[OBJECTIVE 1] In the forum reply on XML Schema strings, list every character code given in production S as a whitespace character.

[DOCUMENT SECTION]
==*==

RE: Non-ascii string processing?

From: jon@spin.ie
Date: Wed Oct 08 2003 - 06:50:16 CST


> > A W3C XML Schema Language validator needs a character based API to
> > correctly implement the minLength and maxLength facets on xsd:string
>
> As far as I understand, xsd:string is a list of "Character"-s, and
> a
> "Character" is an integer which can hold any valid Unicode code
> point.

No. First "list" in the context of XML Schema means a series of zero or more values from another datatype represented as whitespace-separated strings, where whitespace is defined according to production S from the XML spec:

S ::= (#x20 | #x9 | #xD | #xA)+

As such it's a good idea to avoid using "list" in a more general sense when dealing with XML Schema.

Secondly while string is defined as a sequence of characters, these characters are abstract UCS characters - the things defined by Unicode and ISO 10646 - also they must match the Char production from the XML spec:

Char ::= #x9 | #xA | #xD | [#x20-#xD7FF] | [#xE000-#xFFFD] | [#x10000-#x10FFFF] /* any Unicode character, excluding the surrogate blocks, FFFE, and FFFF. */

(The XML1.1 spec removes a few of those characters, I would have removed more, but that's another issue).

==*==

[ROWS]
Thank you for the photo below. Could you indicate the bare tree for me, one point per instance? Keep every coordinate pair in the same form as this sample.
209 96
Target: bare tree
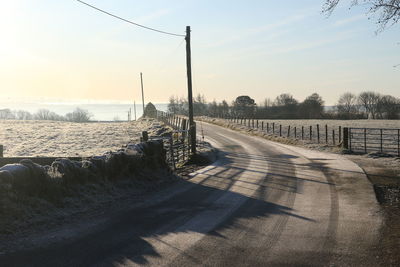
370 102
388 11
42 114
78 115
389 107
6 114
23 115
312 107
347 106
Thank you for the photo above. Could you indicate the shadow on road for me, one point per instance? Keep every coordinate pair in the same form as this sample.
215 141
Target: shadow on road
211 193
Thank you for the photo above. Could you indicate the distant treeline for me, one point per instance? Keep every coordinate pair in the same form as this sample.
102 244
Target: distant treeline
78 115
349 106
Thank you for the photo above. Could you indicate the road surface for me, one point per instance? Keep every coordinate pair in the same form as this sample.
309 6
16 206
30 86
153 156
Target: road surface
260 204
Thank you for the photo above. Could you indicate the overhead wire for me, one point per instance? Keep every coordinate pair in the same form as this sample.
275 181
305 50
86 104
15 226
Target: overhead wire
128 21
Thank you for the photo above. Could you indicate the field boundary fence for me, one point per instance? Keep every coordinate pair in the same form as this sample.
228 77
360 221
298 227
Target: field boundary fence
359 140
178 143
367 140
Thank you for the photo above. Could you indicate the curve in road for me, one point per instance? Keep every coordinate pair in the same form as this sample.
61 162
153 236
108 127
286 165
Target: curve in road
261 203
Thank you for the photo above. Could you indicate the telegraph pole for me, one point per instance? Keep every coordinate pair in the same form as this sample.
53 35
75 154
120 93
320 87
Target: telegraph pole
141 82
192 130
134 108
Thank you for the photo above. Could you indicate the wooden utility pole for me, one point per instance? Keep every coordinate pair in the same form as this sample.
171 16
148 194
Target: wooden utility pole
192 129
141 82
134 108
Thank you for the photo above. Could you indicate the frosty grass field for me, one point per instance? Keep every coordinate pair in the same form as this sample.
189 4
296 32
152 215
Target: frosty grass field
62 139
66 139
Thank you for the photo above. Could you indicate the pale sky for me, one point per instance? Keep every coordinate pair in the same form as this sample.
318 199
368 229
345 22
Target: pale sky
262 48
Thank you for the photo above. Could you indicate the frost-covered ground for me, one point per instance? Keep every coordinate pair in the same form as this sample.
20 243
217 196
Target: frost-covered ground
62 139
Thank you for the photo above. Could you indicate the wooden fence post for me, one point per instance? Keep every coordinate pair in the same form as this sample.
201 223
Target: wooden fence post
398 142
145 136
326 133
345 138
365 140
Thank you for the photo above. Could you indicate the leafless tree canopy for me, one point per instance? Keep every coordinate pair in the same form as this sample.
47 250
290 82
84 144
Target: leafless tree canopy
387 11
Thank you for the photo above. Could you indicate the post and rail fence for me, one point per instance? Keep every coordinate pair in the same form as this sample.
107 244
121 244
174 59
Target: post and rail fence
358 140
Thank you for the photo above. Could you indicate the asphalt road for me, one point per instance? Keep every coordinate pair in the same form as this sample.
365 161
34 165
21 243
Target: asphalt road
260 204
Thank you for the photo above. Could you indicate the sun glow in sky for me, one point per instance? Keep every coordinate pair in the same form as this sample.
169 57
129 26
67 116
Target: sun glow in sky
262 48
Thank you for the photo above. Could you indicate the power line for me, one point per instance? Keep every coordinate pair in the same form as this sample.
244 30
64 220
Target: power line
128 21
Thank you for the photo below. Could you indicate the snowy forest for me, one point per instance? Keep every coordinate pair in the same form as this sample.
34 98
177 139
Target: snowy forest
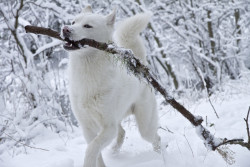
199 50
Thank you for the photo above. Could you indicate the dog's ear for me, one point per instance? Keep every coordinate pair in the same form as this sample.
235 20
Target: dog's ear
87 9
111 18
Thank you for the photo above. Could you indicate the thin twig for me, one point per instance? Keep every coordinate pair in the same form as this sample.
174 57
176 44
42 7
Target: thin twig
25 144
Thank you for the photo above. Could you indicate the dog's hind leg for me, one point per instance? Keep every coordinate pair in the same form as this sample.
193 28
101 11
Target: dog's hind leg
98 143
119 139
90 134
147 118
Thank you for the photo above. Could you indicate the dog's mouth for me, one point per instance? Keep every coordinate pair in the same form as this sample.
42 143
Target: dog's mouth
70 45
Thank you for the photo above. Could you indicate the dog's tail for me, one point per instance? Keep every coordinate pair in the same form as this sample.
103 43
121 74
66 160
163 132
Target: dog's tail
127 34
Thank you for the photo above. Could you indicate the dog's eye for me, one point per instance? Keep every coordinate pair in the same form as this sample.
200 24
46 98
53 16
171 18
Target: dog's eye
87 26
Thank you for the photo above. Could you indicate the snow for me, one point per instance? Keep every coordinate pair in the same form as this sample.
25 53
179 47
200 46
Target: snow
183 147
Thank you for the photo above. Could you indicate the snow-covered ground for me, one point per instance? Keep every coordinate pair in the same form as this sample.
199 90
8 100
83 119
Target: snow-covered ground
185 148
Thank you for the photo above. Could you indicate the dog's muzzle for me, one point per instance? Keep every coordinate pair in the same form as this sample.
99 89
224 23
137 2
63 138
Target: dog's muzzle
68 45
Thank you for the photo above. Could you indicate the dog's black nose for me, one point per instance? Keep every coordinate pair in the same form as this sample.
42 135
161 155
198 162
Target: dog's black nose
66 31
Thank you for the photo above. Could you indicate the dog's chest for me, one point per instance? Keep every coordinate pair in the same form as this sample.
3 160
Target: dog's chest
90 77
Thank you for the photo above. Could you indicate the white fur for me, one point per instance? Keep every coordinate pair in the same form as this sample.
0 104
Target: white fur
102 93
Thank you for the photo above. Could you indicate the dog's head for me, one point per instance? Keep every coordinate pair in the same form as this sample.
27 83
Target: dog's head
91 26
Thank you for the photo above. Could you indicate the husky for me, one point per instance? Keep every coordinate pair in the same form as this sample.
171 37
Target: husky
102 93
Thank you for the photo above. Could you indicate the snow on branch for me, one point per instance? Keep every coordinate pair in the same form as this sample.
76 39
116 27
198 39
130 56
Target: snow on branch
143 72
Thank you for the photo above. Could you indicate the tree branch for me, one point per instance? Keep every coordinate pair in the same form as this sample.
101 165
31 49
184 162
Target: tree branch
142 72
246 120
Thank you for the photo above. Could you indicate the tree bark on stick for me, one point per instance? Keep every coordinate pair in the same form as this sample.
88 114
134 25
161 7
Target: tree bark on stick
142 72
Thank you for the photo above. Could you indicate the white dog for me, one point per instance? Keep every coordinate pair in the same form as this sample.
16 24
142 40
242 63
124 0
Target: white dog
102 92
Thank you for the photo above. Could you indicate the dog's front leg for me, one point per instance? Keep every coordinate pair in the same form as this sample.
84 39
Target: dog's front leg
98 143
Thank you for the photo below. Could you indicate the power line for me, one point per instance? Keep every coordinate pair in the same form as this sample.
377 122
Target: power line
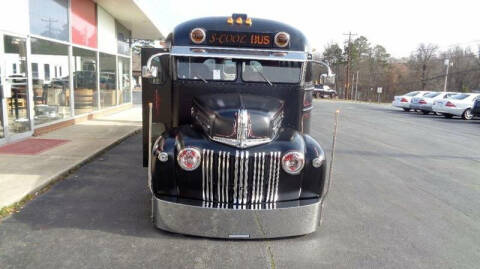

==*==

[OBJECTIVE 2] List each line of the listing above that contains the word "tail".

[TASK SOLUTION 1]
#x20
#x9
#xD
#xA

[TASK SOLUTION 2]
Thank you for the photo above. Could you indicate the dog's tail for me, one point per instance? Keep every coordinate pair in the same form as this sample.
Target: dog's tail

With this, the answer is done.